Instruction: Take the line containing "overalls**, that would help a great deal." and all lines after it to the end of the records, and output them exactly.
________
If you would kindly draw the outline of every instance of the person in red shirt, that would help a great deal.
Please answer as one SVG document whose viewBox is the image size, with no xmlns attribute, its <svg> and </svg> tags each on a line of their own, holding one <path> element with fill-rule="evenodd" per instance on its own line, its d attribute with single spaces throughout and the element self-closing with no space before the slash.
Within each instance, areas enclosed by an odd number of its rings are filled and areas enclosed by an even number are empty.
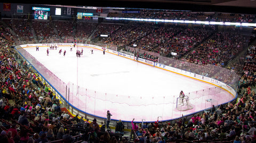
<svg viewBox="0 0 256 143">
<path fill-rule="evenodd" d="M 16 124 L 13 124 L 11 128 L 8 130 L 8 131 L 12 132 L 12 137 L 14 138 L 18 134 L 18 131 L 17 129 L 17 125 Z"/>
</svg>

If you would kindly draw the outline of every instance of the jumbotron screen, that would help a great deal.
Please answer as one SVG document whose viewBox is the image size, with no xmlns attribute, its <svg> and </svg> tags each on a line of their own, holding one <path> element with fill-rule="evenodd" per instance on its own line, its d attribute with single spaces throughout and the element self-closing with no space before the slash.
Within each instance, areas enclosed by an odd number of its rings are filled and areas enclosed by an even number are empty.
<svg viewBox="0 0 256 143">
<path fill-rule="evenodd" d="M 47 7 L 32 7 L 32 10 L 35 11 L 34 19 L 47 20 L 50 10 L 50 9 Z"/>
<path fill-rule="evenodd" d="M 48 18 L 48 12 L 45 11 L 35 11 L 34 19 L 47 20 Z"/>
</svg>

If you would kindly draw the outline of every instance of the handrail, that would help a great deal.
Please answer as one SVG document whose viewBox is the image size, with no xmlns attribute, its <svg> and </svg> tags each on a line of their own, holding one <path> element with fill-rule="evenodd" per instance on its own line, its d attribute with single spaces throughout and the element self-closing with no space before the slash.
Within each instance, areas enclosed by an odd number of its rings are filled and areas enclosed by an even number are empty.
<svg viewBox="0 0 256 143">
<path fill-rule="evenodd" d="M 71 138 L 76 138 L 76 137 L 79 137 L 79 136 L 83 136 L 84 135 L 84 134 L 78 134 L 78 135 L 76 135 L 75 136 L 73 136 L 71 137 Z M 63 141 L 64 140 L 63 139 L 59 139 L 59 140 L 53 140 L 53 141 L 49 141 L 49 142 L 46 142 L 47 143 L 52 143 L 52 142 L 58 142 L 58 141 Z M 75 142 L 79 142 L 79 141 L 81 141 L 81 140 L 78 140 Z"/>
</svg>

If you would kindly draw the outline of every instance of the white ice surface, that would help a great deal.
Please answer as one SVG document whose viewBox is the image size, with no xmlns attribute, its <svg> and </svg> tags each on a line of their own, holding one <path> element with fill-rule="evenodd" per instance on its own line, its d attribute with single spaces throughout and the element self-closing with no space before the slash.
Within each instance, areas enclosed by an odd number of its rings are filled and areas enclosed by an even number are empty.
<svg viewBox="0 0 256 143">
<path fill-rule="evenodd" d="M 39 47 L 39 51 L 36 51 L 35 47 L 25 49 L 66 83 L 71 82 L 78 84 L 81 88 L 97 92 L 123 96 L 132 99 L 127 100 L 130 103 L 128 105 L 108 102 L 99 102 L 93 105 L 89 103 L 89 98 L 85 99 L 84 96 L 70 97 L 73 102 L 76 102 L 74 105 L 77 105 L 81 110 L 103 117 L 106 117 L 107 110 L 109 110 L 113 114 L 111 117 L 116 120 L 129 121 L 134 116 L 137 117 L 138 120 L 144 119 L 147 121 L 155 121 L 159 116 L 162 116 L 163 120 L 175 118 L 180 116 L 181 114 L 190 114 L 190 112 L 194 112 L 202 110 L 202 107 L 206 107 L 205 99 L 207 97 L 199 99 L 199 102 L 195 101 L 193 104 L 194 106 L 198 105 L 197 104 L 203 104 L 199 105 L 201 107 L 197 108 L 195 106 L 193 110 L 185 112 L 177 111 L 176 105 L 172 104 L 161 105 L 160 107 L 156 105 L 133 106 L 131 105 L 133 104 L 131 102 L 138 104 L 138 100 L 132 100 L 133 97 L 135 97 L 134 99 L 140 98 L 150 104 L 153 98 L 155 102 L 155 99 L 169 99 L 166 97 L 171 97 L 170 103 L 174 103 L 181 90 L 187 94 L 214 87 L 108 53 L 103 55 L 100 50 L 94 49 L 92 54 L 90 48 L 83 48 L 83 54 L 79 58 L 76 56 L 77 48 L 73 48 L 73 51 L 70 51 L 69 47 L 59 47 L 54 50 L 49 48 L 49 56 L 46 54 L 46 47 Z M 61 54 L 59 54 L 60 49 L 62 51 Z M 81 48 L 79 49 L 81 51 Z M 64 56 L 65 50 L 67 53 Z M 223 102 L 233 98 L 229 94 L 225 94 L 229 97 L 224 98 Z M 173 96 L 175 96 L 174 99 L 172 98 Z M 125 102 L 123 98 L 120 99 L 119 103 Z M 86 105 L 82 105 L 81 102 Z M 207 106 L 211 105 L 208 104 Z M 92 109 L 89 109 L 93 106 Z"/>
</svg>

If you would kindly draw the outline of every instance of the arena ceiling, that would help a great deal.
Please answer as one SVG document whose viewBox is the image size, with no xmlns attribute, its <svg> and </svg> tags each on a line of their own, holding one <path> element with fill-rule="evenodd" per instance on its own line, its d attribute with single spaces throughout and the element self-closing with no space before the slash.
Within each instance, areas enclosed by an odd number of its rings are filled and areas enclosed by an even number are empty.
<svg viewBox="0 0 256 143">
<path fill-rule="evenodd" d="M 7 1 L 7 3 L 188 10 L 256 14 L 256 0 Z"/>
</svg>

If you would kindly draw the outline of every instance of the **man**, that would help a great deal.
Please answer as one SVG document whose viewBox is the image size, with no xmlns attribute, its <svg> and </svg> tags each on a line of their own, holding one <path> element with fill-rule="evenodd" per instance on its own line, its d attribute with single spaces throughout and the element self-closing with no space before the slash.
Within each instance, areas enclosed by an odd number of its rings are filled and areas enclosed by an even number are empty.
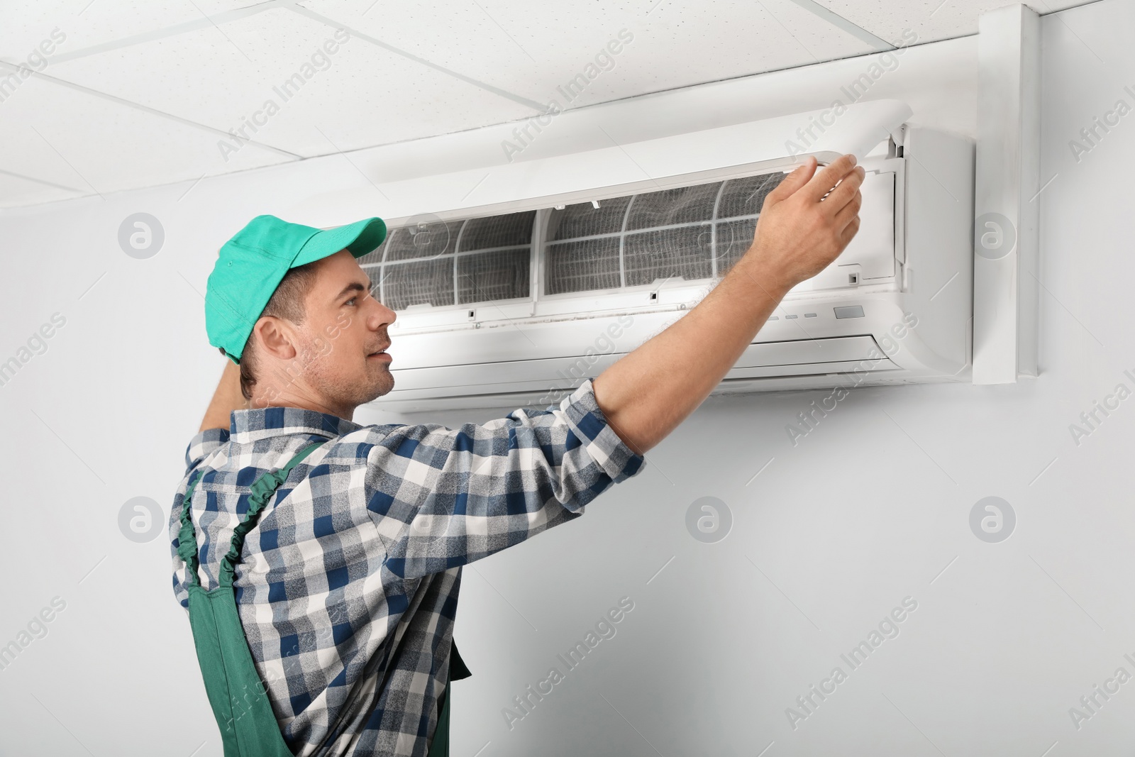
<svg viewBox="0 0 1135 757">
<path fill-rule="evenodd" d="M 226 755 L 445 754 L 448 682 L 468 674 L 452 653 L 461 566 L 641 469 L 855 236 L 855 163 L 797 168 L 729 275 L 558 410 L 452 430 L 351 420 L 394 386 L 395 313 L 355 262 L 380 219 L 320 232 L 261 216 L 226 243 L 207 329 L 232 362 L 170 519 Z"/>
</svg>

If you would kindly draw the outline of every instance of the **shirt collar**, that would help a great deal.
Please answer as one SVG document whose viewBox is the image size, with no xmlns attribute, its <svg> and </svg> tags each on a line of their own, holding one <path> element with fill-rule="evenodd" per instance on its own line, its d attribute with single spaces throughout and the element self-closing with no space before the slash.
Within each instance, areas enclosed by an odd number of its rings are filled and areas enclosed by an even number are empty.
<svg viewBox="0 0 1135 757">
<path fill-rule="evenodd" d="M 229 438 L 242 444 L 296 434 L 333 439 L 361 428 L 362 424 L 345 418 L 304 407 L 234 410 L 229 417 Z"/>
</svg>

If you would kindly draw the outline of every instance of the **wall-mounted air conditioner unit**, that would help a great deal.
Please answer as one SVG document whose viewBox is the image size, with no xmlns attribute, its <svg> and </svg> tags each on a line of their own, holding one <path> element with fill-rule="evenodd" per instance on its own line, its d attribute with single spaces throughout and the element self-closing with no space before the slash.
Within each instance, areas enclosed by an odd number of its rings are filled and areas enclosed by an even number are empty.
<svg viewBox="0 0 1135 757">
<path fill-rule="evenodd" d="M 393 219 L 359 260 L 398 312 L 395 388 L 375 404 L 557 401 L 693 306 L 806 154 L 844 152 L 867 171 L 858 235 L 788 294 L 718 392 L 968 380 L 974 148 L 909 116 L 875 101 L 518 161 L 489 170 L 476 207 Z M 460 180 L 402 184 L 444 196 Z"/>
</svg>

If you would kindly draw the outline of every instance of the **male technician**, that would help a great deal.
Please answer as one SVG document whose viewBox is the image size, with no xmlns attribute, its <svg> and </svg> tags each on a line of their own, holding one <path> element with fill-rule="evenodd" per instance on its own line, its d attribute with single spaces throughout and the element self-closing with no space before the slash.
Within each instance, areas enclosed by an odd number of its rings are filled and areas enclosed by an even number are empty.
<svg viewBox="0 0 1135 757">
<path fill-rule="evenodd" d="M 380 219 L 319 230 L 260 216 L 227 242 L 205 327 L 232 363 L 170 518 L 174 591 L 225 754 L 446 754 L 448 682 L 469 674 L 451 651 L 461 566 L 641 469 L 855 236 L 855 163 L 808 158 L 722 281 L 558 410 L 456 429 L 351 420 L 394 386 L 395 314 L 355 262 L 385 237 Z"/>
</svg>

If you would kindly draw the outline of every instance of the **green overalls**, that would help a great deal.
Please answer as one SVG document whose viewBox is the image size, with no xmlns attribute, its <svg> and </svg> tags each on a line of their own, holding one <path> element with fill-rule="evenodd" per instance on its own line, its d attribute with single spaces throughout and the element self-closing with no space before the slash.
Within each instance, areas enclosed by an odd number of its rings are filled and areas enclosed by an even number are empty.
________
Exercise answer:
If you would kindly draw the outline of every instance of the **green overalls**, that would help a great deal.
Please answer as one SVG document whose viewBox is the image size, with no xmlns attribute, its <svg> and </svg> tags each on a line of their own, holding one <path> element with fill-rule="evenodd" per instance on its own line, its d attribute with single spaces throughout and the element self-closing with no space before the slash.
Within each instance, areas enclosed by an odd number of its rings are filled and areas enclosed by an even number are empty.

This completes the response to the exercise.